◆ RECORD SET:
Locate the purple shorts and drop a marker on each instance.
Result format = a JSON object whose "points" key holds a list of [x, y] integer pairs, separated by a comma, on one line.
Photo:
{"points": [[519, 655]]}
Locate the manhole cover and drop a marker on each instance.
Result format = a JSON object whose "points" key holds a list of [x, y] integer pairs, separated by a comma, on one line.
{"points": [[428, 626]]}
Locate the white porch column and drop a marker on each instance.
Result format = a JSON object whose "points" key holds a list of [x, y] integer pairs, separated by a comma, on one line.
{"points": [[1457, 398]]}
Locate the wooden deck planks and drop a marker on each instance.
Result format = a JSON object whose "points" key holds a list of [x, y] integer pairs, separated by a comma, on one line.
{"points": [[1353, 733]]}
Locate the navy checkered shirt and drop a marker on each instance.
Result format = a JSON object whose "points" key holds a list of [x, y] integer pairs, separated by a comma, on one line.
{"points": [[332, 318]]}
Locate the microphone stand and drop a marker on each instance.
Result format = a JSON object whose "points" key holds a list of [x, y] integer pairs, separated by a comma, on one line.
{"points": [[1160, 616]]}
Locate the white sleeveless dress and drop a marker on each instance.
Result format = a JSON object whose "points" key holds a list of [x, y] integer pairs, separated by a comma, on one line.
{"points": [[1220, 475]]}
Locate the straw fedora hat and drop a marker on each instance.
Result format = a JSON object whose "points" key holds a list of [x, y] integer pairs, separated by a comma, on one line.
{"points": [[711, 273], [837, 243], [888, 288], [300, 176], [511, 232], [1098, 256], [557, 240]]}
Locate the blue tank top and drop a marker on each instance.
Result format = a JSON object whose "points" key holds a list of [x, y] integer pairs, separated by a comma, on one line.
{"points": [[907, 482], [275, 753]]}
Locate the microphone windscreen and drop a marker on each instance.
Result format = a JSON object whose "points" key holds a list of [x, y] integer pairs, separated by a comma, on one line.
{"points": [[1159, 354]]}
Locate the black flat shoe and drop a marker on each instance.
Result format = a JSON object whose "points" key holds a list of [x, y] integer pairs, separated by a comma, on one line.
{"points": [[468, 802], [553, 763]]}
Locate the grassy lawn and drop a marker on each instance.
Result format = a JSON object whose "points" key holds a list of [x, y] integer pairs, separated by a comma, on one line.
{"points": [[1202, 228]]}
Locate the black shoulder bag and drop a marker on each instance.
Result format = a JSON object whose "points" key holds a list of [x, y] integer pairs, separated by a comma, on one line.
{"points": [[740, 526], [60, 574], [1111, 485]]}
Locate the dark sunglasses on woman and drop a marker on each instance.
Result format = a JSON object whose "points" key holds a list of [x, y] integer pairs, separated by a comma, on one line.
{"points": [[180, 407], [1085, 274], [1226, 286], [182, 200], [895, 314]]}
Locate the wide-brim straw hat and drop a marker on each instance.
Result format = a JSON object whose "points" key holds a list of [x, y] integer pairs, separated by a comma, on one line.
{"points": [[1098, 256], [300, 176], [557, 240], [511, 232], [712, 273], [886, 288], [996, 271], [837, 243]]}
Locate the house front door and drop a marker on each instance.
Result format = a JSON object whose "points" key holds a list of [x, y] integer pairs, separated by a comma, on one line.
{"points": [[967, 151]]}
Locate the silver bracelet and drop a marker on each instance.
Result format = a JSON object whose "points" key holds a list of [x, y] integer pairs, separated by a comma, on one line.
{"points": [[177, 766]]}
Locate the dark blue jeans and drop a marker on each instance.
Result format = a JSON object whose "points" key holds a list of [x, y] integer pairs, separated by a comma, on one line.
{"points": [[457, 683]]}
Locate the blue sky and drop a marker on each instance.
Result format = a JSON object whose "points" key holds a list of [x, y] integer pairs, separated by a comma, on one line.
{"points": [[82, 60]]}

◆ TO DO: Please output all of the material above as a two-column CSV with the header row text,answer, with one row per entry: its text in the first column and its answer in the second. Put each value in a single quoted field, replacing line breaks with spaces.

◆ RESPONSE:
text,answer
"Locate the purple shorts and drop a marker on each instance. Result format = a JSON object whose ""points"" key holds a list of [x, y] integer pairs, separated by a comma, on one line. Photo:","{""points"": [[519, 655]]}"
"Locate the manhole cover and drop a marker on each instance. Result format = a JSON object whose ""points"" key holds a list of [x, y] integer pairs, separated by a comma, on one line.","{""points"": [[428, 626]]}"
"Locate the white porch column and drop a marker on each instance. Result format = a JSON object whose ""points"" key holds a list of [x, y] integer pairs, separated by a comma, on one line.","{""points"": [[1457, 398]]}"
"Locate the wooden deck planks and drop a marker on each instance. Result format = a JSON object whose ""points"" key holds a list of [x, y] integer pairs, separated by a comma, on one line.","{""points"": [[1353, 733]]}"
"Locate the navy checkered shirt and drop a marker on each instance. Result format = a JSON object whose ""points"" key holds a list of [x, y] integer pairs, separated by a comma, on one line.","{""points"": [[332, 318]]}"
"Locate the microphone stand and drop a marker on each instance. Result format = a JSON object whose ""points"" key holds a list of [x, y] integer pairs, separated by a comma, on one line.","{""points"": [[1160, 616]]}"
"Locate the white sleeveless dress and drop a marker on each instance. Result format = a JSON object whose ""points"" key holds a list of [x, y] integer pairs, separated by a comma, on one line.","{""points"": [[1220, 475]]}"
"Locate the straw fedora hat and drop a marker on each instance. Result format = a JSON object whose ""points"" key holds a list of [x, y] integer pairs, separated by a comma, on one line.","{""points"": [[711, 273], [837, 243], [888, 288], [300, 176], [511, 232], [1098, 256], [557, 240]]}"
"Locate the blue tank top and drop a marker on each instance. Result format = a JSON object whose ""points"" key holds a list of [x, y] integer pairs, separated by a comma, on one line.","{""points"": [[907, 482], [275, 753]]}"
"Locate the microphone windscreen and drop a marker on each instance. Result format = a JSON object whose ""points"" key holds a list of [x, y] integer pairs, separated by a comma, on one line.","{""points"": [[1159, 354]]}"
"Locate the black flat shoe and drop a marker on each instance. Result format = a JSON object whose ""points"" key holds a list of [x, y] integer pairs, separated by a comma, on one line.","{""points"": [[468, 802], [553, 763]]}"
"Locate the grassy lawn and drop a marker on each instance. Result format = a JSON object whose ""points"" key holds a list of [x, y] integer pairs, separated by a comma, on one line.","{""points"": [[1202, 228]]}"
"Locate the black shoulder bag and drop a marker on each instance. Result format = a JSON object whose ""points"" key holds a list of [x, y] integer pairs, separated by a comma, on one line.","{""points"": [[740, 526], [60, 574], [1111, 485]]}"
"Locate the dark sunglasses on woman and drop a marker on each instance. Result format = a JSON object whose ""points"" key holds a list of [x, y] integer pairs, separated by a comma, on one line.","{""points"": [[180, 407], [1085, 274], [1226, 286], [182, 200], [895, 314]]}"
"Locate the wide-brim straw hat and drop a marker on each instance. Result format = a JSON object whose ""points"" key holds a list of [x, y] integer pairs, separated by a comma, on one line.","{""points"": [[1098, 256], [300, 176], [557, 240], [511, 232], [712, 273], [886, 288], [996, 271], [837, 243]]}"
"Locate the house front door and drop a marker on each instance. Result format = a JSON object whose ""points"" key holds a list of [x, y] integer pairs, separated by a comma, on one line.","{""points"": [[967, 151]]}"
"Locate the silver bracelet and drop a marker on each instance. Result format = a JSON object whose ""points"" key holds a list of [x, y] integer pairs, separated by a comma, on one line.","{""points"": [[177, 766]]}"
"Locate the dark blue jeans and drop a marker on each instance. Result format = a JSON object whose ""points"" key holds a list of [x, y] integer pairs, separated by a comma, on one line.","{""points"": [[457, 683]]}"
"Locate the blue sky and drop a marker on each instance. Result format = a JSON object whose ""points"" key holds a list of [x, y] integer pairs, separated by a comma, on one line.","{""points"": [[82, 60]]}"